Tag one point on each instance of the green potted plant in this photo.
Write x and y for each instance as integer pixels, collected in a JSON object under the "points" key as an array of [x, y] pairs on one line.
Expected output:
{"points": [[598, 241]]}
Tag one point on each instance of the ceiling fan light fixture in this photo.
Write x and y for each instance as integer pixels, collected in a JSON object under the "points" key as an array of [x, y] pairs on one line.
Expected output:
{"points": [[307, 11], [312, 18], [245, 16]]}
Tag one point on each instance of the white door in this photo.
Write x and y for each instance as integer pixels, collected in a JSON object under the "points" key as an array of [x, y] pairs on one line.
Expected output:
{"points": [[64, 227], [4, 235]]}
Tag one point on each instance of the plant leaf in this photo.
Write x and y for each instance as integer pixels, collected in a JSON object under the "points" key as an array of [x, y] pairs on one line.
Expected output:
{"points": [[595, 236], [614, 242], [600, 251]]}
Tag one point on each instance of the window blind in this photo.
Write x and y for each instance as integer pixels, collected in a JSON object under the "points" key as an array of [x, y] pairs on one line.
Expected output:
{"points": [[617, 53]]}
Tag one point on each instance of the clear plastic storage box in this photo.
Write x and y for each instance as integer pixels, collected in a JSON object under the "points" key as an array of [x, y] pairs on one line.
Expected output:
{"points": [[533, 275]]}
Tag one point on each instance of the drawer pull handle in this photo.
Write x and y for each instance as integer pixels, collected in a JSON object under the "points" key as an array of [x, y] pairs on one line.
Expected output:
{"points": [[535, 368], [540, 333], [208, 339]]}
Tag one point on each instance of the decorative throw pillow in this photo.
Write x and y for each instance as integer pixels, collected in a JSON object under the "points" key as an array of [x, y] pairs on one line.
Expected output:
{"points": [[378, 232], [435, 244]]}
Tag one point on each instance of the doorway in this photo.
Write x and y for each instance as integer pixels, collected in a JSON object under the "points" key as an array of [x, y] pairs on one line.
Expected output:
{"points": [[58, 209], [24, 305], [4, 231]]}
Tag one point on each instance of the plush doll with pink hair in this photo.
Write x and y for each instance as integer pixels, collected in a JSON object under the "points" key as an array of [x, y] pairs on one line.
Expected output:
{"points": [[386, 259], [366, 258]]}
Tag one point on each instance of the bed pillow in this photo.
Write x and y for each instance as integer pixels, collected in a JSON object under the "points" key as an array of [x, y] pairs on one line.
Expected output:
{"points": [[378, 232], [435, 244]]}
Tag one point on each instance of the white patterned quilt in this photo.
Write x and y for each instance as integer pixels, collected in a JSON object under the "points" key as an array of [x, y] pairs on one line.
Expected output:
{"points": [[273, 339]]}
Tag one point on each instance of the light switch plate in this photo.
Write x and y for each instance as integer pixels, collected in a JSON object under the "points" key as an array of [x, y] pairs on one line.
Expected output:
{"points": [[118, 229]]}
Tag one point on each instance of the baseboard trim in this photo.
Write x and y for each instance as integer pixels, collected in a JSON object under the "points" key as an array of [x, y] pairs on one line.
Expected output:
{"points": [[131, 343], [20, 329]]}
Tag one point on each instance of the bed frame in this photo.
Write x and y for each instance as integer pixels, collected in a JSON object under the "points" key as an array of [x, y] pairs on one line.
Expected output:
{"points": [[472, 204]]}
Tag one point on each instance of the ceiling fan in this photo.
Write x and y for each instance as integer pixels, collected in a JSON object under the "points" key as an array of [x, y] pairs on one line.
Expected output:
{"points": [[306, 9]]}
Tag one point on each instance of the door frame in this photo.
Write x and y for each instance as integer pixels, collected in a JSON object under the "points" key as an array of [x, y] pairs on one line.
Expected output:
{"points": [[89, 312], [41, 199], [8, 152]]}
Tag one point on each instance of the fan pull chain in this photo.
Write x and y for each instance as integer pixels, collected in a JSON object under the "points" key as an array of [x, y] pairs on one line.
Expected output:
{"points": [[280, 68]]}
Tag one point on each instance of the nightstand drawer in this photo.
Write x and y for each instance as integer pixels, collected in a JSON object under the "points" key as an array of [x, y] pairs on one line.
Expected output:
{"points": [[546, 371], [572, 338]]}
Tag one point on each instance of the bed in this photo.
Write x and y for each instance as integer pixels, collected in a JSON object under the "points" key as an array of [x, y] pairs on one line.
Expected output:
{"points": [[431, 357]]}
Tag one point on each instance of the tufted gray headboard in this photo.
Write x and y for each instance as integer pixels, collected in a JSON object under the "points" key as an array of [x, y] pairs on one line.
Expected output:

──────────

*What to produce*.
Render the listing above as a JSON array of strings, one string per line, leaving out blank lines.

*Exercise response*.
[
  "Tag one point on each instance of the green potted plant in this photo.",
  "Write x and y for each instance as integer pixels, collected in a JSON object under the \"points\" key as an array of [x, y] pairs on one line.",
  "Expected output:",
  "{\"points\": [[598, 241]]}",
  "Tag one point on each instance of the ceiling fan light fixture in this photo.",
  "Write x and y for each instance as integer pixels, collected in a JSON object under the \"points\" key as an array of [x, y] pairs on one line.",
  "Expected output:",
  "{\"points\": [[307, 11], [312, 18], [245, 16]]}",
  "Tag one point on each instance of the white door in this photo.",
  "Write x and y for each instance as integer pixels, collected in a JSON object under the \"points\" key as an array of [x, y] pairs on one line.",
  "Expected output:",
  "{\"points\": [[64, 227], [4, 235]]}",
  "Tag one point on each instance of the plant leaf in this photo.",
  "Write x and y for each instance as integer pixels, collected in a JSON object under the \"points\" key as an array of [x, y] pairs on one line.",
  "Expected output:",
  "{\"points\": [[595, 236], [614, 242], [600, 251]]}",
  "Tag one point on each instance of the window blind in this photo.",
  "Write x and y for each instance as integer pixels, collected in a JSON object under the \"points\" key as an array of [x, y] pairs on one line.",
  "Expected output:",
  "{\"points\": [[617, 53]]}",
  "Tag one point on each instance of the clear plastic storage box in this photo.",
  "Write x and y for each instance as integer pixels, collected in a JSON object under the \"points\" key as an array of [x, y] pairs on one line.",
  "Expected output:",
  "{\"points\": [[533, 275]]}",
  "Tag one point on each instance of the drawer pull handle in this photo.",
  "Write x and y for each instance as integer pixels, collected in a JSON object under the \"points\" key as an array of [x, y] pairs on one line.",
  "Expected output:",
  "{\"points\": [[535, 368], [540, 333], [208, 339]]}",
  "Tag one point on each instance of the decorative throw pillow in this photo.",
  "Write x and y for each instance as integer pixels, collected in a JSON object under the \"points\" key as an array of [x, y] pairs on one line.",
  "Expected output:",
  "{\"points\": [[378, 232], [435, 244]]}",
  "Tag one point on each instance of the doorway in this photo.",
  "Write x and y for each instance as integer pixels, collected in a JSON object under the \"points\" key as an array of [x, y] pairs on one line.",
  "Expected output:",
  "{\"points\": [[58, 209], [24, 305], [4, 231]]}",
  "Tag one point on each instance of the plush doll with pink hair in this photo.",
  "Write x and y for each instance as integer pixels, collected in a JSON object under the \"points\" key as an array of [x, y] pairs on one line.",
  "Expected output:",
  "{\"points\": [[386, 259], [366, 258]]}",
  "Tag one point on each instance of the bed pillow in this photo.",
  "Write x and y for each instance as integer pixels, collected in a JSON object under the \"points\" key as an array of [x, y] pairs on one line.",
  "Expected output:",
  "{\"points\": [[378, 232], [435, 244]]}",
  "Tag one point on each instance of the white patterned quilt in this photo.",
  "Write x and y for each instance as integer pixels, collected in a JSON object under the \"points\" key as an array of [x, y] pairs on one line.",
  "Expected output:",
  "{\"points\": [[273, 339]]}",
  "Tag one point on each instance of the light switch plate in this photo.",
  "Write x and y for each instance as integer pixels, collected in a JSON object under the \"points\" key as an array of [x, y] pairs on one line.",
  "Expected output:",
  "{\"points\": [[118, 229]]}",
  "Tag one point on each instance of the baseboard trim in this photo.",
  "Write x and y for each instance as integer pixels, collected in a JSON object under the \"points\" key as an array of [x, y] pairs on one line.",
  "Expected output:",
  "{\"points\": [[131, 343], [20, 329]]}",
  "Tag one point on each instance of the bed frame in this photo.",
  "Write x and y for each instance as integer pixels, collected in a JSON object under the \"points\" key as an array of [x, y] pairs on one line.",
  "Expected output:",
  "{\"points\": [[472, 204]]}",
  "Tag one point on each instance of the ceiling fan in this photo.",
  "Write x and y for each instance as integer pixels, collected in a JSON object under the \"points\" key as an array of [x, y] pairs on one line.",
  "Expected output:",
  "{\"points\": [[306, 9]]}",
  "Tag one point on each instance of the door frame in this photo.",
  "Write x and y for each instance as integer pixels, collected in a JSON object under the \"points\" key as an array of [x, y] pairs on one line.",
  "Expected output:",
  "{\"points\": [[89, 312], [41, 199], [8, 152]]}",
  "Tag one point on each instance of the fan pull chain in this photo.",
  "Write x and y for each instance as integer pixels, collected in a JSON object under the \"points\" key as an array of [x, y] pairs on one line.",
  "Expected output:",
  "{\"points\": [[280, 68]]}",
  "Tag one point on each instance of the nightstand drawer in this photo.",
  "Write x and y for each instance as integer pixels, collected in a JSON object under the \"points\" key as an array of [x, y] pairs on one line.",
  "Expected output:",
  "{\"points\": [[546, 371], [572, 338]]}",
  "Tag one point on each instance of the bed in this photo.",
  "Write x and y for each instance as integer pixels, collected in a JSON object under the \"points\" key as an array of [x, y] pairs on one line.",
  "Expected output:",
  "{\"points\": [[431, 357]]}",
  "Tag one point on each instance of the tufted gray headboard in this photo.",
  "Write x and y for each instance as integer pixels, collected in a JSON object under the \"points\" key as an array of [x, y] pairs on one line.",
  "Expected output:"
]